*Work required*. Can you turn all of the material below into a numbered list, one line per item, with any blank lines left out?

--- Start of The data ---

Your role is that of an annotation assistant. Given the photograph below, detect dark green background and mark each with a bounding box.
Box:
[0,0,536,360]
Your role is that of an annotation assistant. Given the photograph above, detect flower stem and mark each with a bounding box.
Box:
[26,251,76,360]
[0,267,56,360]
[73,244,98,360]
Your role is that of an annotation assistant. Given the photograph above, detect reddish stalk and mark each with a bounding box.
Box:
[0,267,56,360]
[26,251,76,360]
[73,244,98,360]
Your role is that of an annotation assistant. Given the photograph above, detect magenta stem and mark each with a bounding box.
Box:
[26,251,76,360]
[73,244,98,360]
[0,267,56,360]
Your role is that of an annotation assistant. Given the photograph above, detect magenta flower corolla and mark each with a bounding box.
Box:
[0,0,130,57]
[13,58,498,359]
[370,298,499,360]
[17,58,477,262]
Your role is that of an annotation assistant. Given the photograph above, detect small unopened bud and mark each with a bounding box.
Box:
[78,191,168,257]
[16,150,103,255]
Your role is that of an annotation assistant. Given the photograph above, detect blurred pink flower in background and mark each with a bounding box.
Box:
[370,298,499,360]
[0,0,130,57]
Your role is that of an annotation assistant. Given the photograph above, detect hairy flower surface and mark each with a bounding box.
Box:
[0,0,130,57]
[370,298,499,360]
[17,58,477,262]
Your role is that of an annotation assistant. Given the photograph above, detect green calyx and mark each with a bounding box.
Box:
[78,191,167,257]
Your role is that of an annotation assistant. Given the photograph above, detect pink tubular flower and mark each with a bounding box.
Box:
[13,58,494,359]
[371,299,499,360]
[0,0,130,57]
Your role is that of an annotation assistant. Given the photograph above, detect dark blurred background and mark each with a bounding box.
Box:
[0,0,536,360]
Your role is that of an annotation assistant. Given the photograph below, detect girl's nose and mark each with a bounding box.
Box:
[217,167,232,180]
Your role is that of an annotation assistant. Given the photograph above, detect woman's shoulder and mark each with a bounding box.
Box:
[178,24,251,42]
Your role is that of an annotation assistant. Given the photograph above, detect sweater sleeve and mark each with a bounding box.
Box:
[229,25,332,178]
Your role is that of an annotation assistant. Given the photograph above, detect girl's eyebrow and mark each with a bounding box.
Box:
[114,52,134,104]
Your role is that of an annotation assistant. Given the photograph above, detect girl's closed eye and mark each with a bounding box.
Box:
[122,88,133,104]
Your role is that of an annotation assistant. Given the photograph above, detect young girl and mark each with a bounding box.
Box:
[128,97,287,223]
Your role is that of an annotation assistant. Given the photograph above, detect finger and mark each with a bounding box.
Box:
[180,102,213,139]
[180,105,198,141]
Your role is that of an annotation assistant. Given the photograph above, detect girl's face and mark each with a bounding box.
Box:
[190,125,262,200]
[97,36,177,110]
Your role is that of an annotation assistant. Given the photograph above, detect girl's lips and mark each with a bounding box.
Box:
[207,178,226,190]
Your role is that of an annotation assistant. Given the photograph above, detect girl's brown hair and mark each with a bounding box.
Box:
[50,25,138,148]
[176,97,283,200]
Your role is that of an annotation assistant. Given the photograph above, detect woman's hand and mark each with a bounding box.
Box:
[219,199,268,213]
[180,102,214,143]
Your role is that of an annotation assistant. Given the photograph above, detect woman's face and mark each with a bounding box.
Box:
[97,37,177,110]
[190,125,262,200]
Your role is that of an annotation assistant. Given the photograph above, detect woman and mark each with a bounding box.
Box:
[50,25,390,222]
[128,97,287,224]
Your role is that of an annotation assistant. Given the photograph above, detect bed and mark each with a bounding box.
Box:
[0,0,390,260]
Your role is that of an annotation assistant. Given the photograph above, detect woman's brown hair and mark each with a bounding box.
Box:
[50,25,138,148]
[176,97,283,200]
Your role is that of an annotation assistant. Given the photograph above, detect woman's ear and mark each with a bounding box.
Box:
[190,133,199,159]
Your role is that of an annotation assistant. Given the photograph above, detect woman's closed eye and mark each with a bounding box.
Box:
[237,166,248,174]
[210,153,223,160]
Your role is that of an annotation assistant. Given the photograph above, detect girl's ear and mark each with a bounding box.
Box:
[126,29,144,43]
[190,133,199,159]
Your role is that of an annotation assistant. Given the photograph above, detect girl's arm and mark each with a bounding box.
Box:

--- End of The data ---

*Written answer*.
1. Your role is that of an annotation assistant. Given the photograph below, detect dark green background and mark each with a bounding box.
2. Box:
3. [0,0,536,360]
4. Your role is that of an annotation assistant. Given the photograph above, detect flower stem and mark each with a bounding box.
5. Box:
6. [26,251,76,360]
7. [0,267,56,360]
8. [73,244,98,360]
9. Your role is that of an annotation assistant. Given the photograph above, detect reddish stalk and mark each with a bounding box.
10. Box:
11. [0,267,56,360]
12. [26,251,76,360]
13. [73,244,98,360]
14. Your role is that of an annotation assistant. Given the photograph above, detect magenta stem and mark each with a bounding box.
15. Box:
16. [26,251,76,360]
17. [73,244,98,360]
18. [0,267,56,360]
19. Your role is that of an annotation assistant. Given the photograph above, detect magenta flower corolla and mark each with a bounding box.
20. Box:
21. [0,0,130,57]
22. [13,58,498,359]
23. [370,298,499,360]
24. [17,58,477,262]
25. Your role is that of an annotation assistant. Given the photograph above, detect small unopened bud and mark each with a bounding box.
26. Box:
27. [78,191,168,257]
28. [16,150,103,255]
29. Your role is that of an annotation assistant. Given the photograph above, detect blurred pink flower in background and mark each with a bounding box.
30. Box:
31. [370,298,499,360]
32. [0,0,130,57]
33. Your role is that of an annotation assistant. Given the photograph above, detect hairy flower surface and mark each with a bounding box.
34. Box:
35. [0,0,130,57]
36. [370,298,499,360]
37. [17,58,477,262]
38. Your role is that of an annotation assistant. Given the photograph above, detect green calyx and mark each with a bounding box.
39. Box:
40. [78,191,167,257]
41. Your role is that of an annotation assistant. Given the photograph above, detect pink tubular flower and mark each with a bounding box.
42. Box:
43. [13,58,494,359]
44. [371,299,499,360]
45. [0,0,130,57]
46. Your role is that of an annotation assistant. Given the photograph above, detect dark blurred background and mark each with a bounding box.
47. Box:
48. [0,0,536,360]
49. Your role is that of an annotation assistant. Given the photograph below, detect girl's nose and mark each with a bounding box.
50. Box:
51. [217,167,232,180]
52. Your role is that of an annotation assistant. Given the photograph above, detect woman's shoulder and mark each with a bounding box.
53. Box:
54. [178,24,251,42]
55. Your role is that of an annotation assistant. Given the photograph above, detect sweater sleeve and mark each with a bounding box.
56. Box:
57. [229,25,332,178]
58. Your role is that of an annotation assistant. Given the photograph above, detect girl's eyebrow and mark each with a bounding box.
59. Box:
60. [114,52,134,104]
61. Your role is that of an annotation assistant. Given the photograph above, detect girl's closed eye and mark each with a bounding box.
62. Box:
63. [122,88,133,104]
64. Your role is that of an annotation assistant. Given the photograph above, detect young girl and mark each with a bounding box.
65. Box:
66. [128,97,287,223]
67. Your role is that of an annotation assistant. Given the photograph above, detect finger and mark each with a bounding box.
68. Box:
69. [180,102,213,139]
70. [180,105,198,141]
71. Your role is that of an annotation assistant. Given the photograph above, detect girl's face and mark each with a bounding box.
72. Box:
73. [190,125,262,200]
74. [97,36,177,110]
75. Your role is that of an annotation assistant. Given the photograph above, detect girl's lips and mark each with a bounding box.
76. Box:
77. [207,178,226,190]
78. Your role is that of an annotation assistant. Given the photograph above, detect girl's brown hair and mark each with a bounding box.
79. Box:
80. [50,25,138,148]
81. [176,97,283,200]
82. Your role is that of an annotation assistant. Given the photograph above, detect woman's hand and mark each with a bounding box.
83. Box:
84. [219,199,268,213]
85. [180,102,214,143]
86. Your role is that of an annotation assistant. Given the photograph above, detect woman's face and mark each with a bounding box.
87. Box:
88. [97,37,177,110]
89. [190,125,262,200]
90. Your role is that of an annotation assistant. Given the photograph above, detect woman and mark each with a bounding box.
91. Box:
92. [50,25,390,222]
93. [128,97,287,224]
94. Your role is that of an annotation assistant. Given the photograph above, detect bed and mark each with a bounding box.
95. Box:
96. [0,0,390,260]
97. Your role is that of an annotation assistant. Given the photograph above, detect woman's brown hair and mark each with a bounding box.
98. Box:
99. [50,25,138,148]
100. [176,97,283,200]
101. Your role is that of an annotation assistant. Given the photograph above, detect woman's ear and mark each with a bounding box.
102. Box:
103. [190,133,199,159]
104. Your role is that of an annotation assistant. Given the photograph above, detect woman's closed eye and mark each with a bounding box.
105. Box:
106. [237,166,248,174]
107. [210,153,223,160]
108. Your role is that of an annotation assistant. Given the photograph above, detect girl's ear and mark each with a bounding box.
109. Box:
110. [126,29,144,43]
111. [190,133,199,159]
112. Your role is that of an annotation assistant. Given the photograph above, detect girl's arm and mark each with a bounding box.
113. Box:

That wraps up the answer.